- **EXERCISE GOAL**
Show every line from the entries that follow which holds the word "wooden".

((

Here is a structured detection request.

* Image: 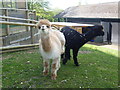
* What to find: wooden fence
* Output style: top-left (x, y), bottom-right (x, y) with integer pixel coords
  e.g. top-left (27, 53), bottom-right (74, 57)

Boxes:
top-left (0, 8), bottom-right (39, 48)
top-left (0, 20), bottom-right (38, 46)
top-left (0, 8), bottom-right (37, 34)
top-left (1, 43), bottom-right (39, 54)
top-left (0, 8), bottom-right (98, 53)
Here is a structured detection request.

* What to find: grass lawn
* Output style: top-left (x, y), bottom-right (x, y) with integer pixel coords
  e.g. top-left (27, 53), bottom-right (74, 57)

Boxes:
top-left (2, 44), bottom-right (118, 88)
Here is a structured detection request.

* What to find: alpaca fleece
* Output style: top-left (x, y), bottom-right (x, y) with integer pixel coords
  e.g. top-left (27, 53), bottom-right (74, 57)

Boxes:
top-left (61, 25), bottom-right (104, 66)
top-left (37, 19), bottom-right (65, 80)
top-left (39, 30), bottom-right (65, 59)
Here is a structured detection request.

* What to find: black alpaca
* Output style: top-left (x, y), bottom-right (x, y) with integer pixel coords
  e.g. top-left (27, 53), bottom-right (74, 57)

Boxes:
top-left (61, 25), bottom-right (104, 66)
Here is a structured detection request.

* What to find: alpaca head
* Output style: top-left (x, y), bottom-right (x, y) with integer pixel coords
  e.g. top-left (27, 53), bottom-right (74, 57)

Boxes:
top-left (36, 19), bottom-right (51, 35)
top-left (83, 25), bottom-right (104, 36)
top-left (93, 25), bottom-right (104, 36)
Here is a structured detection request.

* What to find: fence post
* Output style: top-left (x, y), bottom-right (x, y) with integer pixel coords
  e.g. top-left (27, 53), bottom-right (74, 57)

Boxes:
top-left (30, 26), bottom-right (34, 44)
top-left (0, 37), bottom-right (2, 47)
top-left (5, 9), bottom-right (9, 35)
top-left (33, 10), bottom-right (36, 23)
top-left (26, 10), bottom-right (29, 31)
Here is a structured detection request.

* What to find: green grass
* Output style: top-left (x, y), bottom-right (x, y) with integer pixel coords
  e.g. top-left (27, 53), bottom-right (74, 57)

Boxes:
top-left (2, 44), bottom-right (118, 88)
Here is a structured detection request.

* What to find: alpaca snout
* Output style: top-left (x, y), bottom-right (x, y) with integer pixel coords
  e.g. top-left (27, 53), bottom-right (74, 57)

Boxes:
top-left (42, 28), bottom-right (45, 31)
top-left (41, 26), bottom-right (45, 31)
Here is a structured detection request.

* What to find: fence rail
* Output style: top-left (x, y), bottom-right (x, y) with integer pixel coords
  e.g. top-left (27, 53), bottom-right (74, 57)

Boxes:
top-left (0, 19), bottom-right (39, 53)
top-left (0, 15), bottom-right (38, 23)
top-left (1, 21), bottom-right (38, 45)
top-left (0, 43), bottom-right (39, 54)
top-left (0, 8), bottom-right (36, 12)
top-left (0, 21), bottom-right (36, 26)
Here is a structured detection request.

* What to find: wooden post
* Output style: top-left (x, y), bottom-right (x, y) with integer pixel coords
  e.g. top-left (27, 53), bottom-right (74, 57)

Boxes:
top-left (2, 36), bottom-right (10, 46)
top-left (33, 11), bottom-right (36, 24)
top-left (30, 26), bottom-right (34, 44)
top-left (33, 11), bottom-right (36, 19)
top-left (5, 9), bottom-right (9, 35)
top-left (26, 10), bottom-right (29, 31)
top-left (0, 37), bottom-right (3, 47)
top-left (2, 0), bottom-right (4, 8)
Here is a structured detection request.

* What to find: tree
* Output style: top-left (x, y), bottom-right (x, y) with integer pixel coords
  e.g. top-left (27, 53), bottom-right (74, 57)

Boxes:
top-left (28, 0), bottom-right (49, 10)
top-left (28, 0), bottom-right (63, 21)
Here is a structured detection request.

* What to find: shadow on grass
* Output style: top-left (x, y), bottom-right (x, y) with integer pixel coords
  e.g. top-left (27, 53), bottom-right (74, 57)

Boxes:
top-left (2, 45), bottom-right (118, 88)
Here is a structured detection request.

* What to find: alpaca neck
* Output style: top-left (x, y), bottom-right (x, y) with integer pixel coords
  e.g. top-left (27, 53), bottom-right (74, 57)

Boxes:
top-left (41, 35), bottom-right (51, 52)
top-left (83, 30), bottom-right (96, 43)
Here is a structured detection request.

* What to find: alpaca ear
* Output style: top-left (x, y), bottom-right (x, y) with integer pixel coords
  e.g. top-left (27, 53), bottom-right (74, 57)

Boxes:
top-left (35, 23), bottom-right (38, 29)
top-left (51, 24), bottom-right (59, 30)
top-left (100, 26), bottom-right (103, 29)
top-left (50, 25), bottom-right (52, 28)
top-left (36, 19), bottom-right (43, 28)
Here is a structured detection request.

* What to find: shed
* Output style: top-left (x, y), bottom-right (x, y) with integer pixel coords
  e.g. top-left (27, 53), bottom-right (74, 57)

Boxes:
top-left (54, 2), bottom-right (120, 45)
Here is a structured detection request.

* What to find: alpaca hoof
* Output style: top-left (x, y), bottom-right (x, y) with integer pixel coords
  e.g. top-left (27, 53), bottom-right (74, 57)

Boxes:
top-left (75, 63), bottom-right (79, 66)
top-left (63, 59), bottom-right (67, 65)
top-left (63, 61), bottom-right (66, 65)
top-left (51, 74), bottom-right (57, 80)
top-left (43, 70), bottom-right (48, 76)
top-left (51, 76), bottom-right (56, 80)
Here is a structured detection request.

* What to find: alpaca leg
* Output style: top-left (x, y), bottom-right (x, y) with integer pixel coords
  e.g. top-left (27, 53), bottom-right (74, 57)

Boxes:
top-left (57, 57), bottom-right (61, 70)
top-left (61, 41), bottom-right (65, 54)
top-left (51, 58), bottom-right (59, 80)
top-left (61, 53), bottom-right (65, 60)
top-left (56, 32), bottom-right (65, 54)
top-left (73, 48), bottom-right (79, 66)
top-left (43, 60), bottom-right (50, 76)
top-left (63, 48), bottom-right (70, 65)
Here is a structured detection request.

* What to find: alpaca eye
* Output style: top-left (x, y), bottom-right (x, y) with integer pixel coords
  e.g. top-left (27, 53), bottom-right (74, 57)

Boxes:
top-left (38, 26), bottom-right (41, 29)
top-left (47, 26), bottom-right (50, 28)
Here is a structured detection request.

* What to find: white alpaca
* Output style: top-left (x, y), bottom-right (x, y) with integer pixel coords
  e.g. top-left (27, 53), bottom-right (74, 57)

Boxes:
top-left (36, 19), bottom-right (65, 80)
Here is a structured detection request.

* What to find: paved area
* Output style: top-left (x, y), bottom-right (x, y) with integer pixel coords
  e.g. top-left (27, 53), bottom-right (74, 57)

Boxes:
top-left (100, 44), bottom-right (119, 51)
top-left (87, 42), bottom-right (119, 51)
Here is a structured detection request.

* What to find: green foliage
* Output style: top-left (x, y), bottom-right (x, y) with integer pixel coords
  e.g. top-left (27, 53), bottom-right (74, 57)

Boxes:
top-left (28, 1), bottom-right (63, 21)
top-left (0, 1), bottom-right (16, 8)
top-left (28, 0), bottom-right (49, 10)
top-left (2, 44), bottom-right (118, 88)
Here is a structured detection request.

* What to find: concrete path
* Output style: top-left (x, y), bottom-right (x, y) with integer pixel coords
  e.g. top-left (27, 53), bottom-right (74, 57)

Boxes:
top-left (100, 44), bottom-right (119, 51)
top-left (87, 42), bottom-right (119, 51)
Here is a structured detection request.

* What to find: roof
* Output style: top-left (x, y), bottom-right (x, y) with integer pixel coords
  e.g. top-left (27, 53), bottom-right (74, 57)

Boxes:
top-left (54, 2), bottom-right (119, 19)
top-left (51, 22), bottom-right (94, 27)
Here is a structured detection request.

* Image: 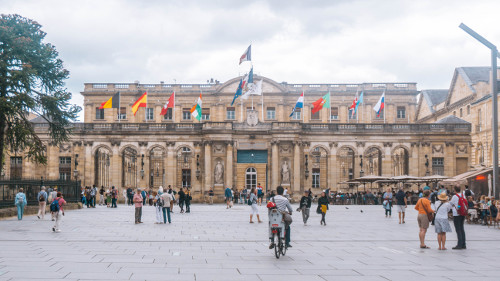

))

- **TASK SOLUTION**
* What to find: wooden fence
* What to find: wooden post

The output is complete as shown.